▸ **Given request**: Return every one of the following records word for word, but omit the pictures.

Dataset rows on where objects appear
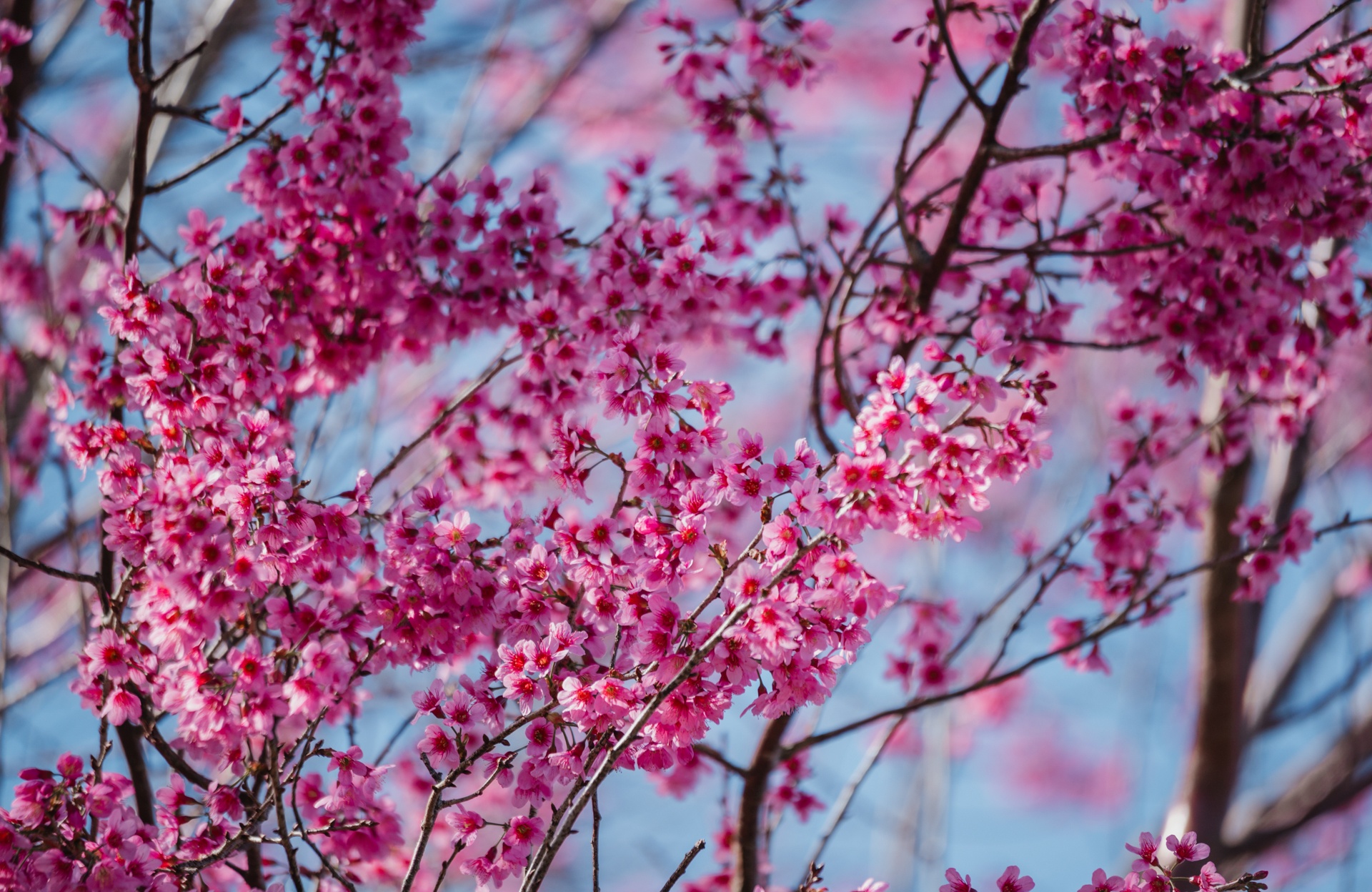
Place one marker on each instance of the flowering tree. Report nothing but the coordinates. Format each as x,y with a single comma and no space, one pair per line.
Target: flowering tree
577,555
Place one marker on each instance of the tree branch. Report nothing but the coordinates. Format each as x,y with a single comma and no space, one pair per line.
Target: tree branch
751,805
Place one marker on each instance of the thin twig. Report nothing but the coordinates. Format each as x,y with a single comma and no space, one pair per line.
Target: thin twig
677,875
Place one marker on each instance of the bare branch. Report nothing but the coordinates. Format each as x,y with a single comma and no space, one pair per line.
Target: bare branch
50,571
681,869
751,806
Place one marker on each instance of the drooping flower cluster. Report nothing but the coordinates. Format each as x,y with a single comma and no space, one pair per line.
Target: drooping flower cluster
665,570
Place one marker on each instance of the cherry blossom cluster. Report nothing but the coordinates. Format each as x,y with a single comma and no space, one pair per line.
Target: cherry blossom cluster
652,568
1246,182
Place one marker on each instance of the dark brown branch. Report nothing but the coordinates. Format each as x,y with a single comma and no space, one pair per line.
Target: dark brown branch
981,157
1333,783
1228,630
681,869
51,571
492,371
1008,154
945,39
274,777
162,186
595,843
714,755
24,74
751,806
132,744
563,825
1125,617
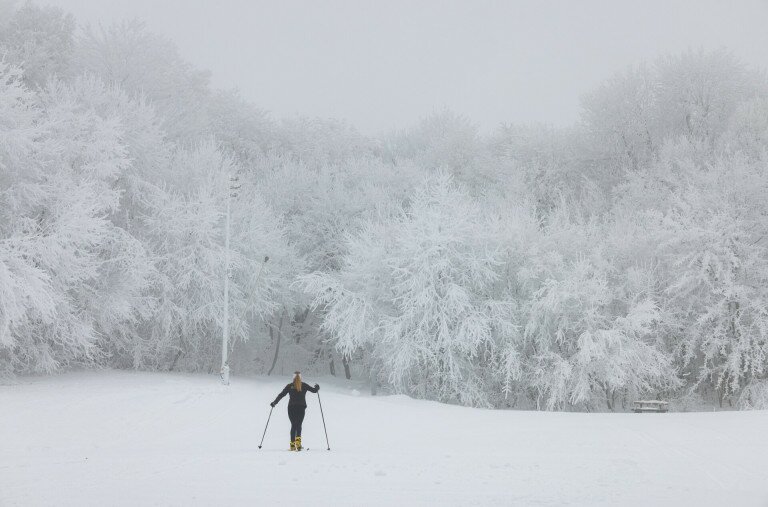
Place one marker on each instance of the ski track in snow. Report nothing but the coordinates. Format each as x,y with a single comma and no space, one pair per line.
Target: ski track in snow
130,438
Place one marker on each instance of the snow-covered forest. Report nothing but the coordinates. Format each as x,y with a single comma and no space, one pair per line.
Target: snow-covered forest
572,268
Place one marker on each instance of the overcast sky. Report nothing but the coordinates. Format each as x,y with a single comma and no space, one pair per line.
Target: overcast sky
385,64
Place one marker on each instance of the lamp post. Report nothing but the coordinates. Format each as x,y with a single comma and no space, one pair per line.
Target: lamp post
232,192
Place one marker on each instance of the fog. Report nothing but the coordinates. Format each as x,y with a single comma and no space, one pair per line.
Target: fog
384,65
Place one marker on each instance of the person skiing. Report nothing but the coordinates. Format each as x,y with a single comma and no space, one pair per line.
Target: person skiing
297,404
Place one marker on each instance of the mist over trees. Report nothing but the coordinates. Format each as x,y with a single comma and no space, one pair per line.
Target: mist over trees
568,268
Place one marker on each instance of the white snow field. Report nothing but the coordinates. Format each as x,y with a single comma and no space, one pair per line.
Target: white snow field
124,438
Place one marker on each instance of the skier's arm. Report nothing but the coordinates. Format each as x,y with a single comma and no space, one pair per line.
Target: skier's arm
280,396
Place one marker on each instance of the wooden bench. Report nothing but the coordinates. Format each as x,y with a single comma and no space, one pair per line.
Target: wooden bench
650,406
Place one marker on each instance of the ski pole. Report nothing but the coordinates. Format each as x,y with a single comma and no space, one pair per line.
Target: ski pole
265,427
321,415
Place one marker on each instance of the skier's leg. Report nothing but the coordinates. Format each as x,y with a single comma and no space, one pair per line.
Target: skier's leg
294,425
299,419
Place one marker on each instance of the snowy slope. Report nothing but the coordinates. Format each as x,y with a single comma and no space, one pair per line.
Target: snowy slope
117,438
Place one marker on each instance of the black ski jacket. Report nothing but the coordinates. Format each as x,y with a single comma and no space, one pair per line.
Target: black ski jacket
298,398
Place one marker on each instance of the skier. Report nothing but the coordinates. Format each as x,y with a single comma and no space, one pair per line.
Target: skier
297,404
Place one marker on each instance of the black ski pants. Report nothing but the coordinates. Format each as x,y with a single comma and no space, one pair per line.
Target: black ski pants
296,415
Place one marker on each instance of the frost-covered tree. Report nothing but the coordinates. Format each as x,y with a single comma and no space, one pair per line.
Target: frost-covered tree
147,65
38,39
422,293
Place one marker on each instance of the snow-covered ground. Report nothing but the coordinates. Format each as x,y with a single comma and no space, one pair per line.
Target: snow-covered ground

▸ **Finished answer**:
Place one marker on each instance of the flowering tree. Report nothing but the coordinates. Format each as x,y with a single comma and no space, one pair per line.
Target: flowering tree
577,555
Place one marker on each instance of the tree branch. Report nothing but the coordinates. Format each as x,y with a single comma and no space, one pair per line.
Target: tree branch
751,805
Place one marker on each instance of the thin twig. Report nothing but the coordinates. Format each as x,y with a single comma and no space, one pair per line.
Target: thin twig
677,875
Place one marker on each instance of the bare branch. Report nothing but the coordinates. Format each as x,y with a single comma and no space, one pair per line.
Target: bare branch
50,571
681,869
751,806
Place one marker on each instance of the drooping flower cluster. Report nothing but the coordinates. Format each as x,y with a single comma and no space, one pair per line.
Target: drooping flower cluster
665,570
Place one marker on each instance of the cherry blossom cluster. Report nothing but the coordinates. Format each as x,y with a single comma and no space, one pair per line.
Target: cherry blossom cluster
652,568
1246,182
Place one marker on each instance of the dark brown branch. Report nothing but the coordinates. Format each as x,y with a single comma and no space, one pair per line.
Target: dark brown branch
981,157
1333,783
1228,630
681,869
51,571
492,371
1008,154
945,39
274,777
162,186
595,843
714,755
24,74
751,806
132,744
563,825
1125,617
Place one marker on each instance of the ski track in snow. Report nothing but the coordinates. Format each as x,y with a single comma and no space, one pair per line.
Target: ski track in snow
130,438
Place one marker on each instance of the snow-covered forest. Report nothing but the coordinates. Format each as x,y with a single comma and no space, one pair per line.
Target: snow-covered forest
572,268
Place one marker on each instance of the overcast sky. Report nothing but the coordinates. Format each as x,y with a single comma and no space, one pair per line.
Target: overcast sky
385,64
Place one marker on each instance of the lamp post. Report nothing but the coordinates. Format each as x,y with a single comma and no space, one pair per line.
Target: lamp post
232,192
Place one marker on each instance of the fog. Report nothing but the coordinates. Format each as x,y with a single comma and no space, one pair per line.
Target: fog
384,65
Place one marker on each instance of the person skiing. Report nothing but the coordinates. Format each as x,y with a single comma and no space, one pair per line.
Target: person skiing
297,404
Place one marker on each instance of the mist over trees. Report nothing but the coordinates. Format each as x,y with a single comma and no space, one pair per line.
Target: mist over trees
568,268
Place one marker on each instance of the white snow field. Report nothing but the coordinates. Format each as x,y with a single comma and no space, one pair per line.
Target: white snow field
124,438
Place one marker on each instance of the skier's arm. Report nothing but the coordinates. Format each as x,y with a single comma and no space, one pair per line.
Target: skier's arm
280,396
Place one marker on each instance of the wooden bench. Report nothing but the coordinates. Format each as x,y with a single comma and no space, one pair per line.
Target: wooden bench
650,406
Place one marker on each instance of the ski pole. Report nothing but the coordinates. Format each as x,y with a single comma and no space, one pair per line.
Target: ski pole
265,427
321,415
Place one marker on each instance of the skier's leg. Report nothing but the coordinates. Format each as x,y with a single comma and no space, one pair per line.
Target: skier's leg
294,425
299,419
Place one marker on each instance of the snowy slope. Report nothing but the coordinates. Format each as x,y with a single comma and no space, one pair per line.
Target: snowy slope
117,438
Place one marker on each instance of the black ski jacket. Report nothing but the coordinates. Format each as x,y with a single comma and no space, one pair per line.
Target: black ski jacket
298,398
Place one marker on each instance of the skier. Report nothing but the coordinates. Format each as x,y with a single comma and no space, one pair per line.
Target: skier
297,404
Place one marker on each instance of the black ski pants. Report nothing but the coordinates. Format each as x,y with a single comma and no space, one pair per line.
Target: black ski pants
296,415
Place one marker on each instance of the frost-covered tree. Report nothing but the coordinates. Format each as x,y with a single comma and no space, one pair per line.
Target: frost-covered tree
147,65
38,39
422,293
Place one marker on each instance of the snow-covered ground. Report nothing but the coordinates. Format each as x,y with a single comma and no space, one pair per line.
Target: snow-covered ground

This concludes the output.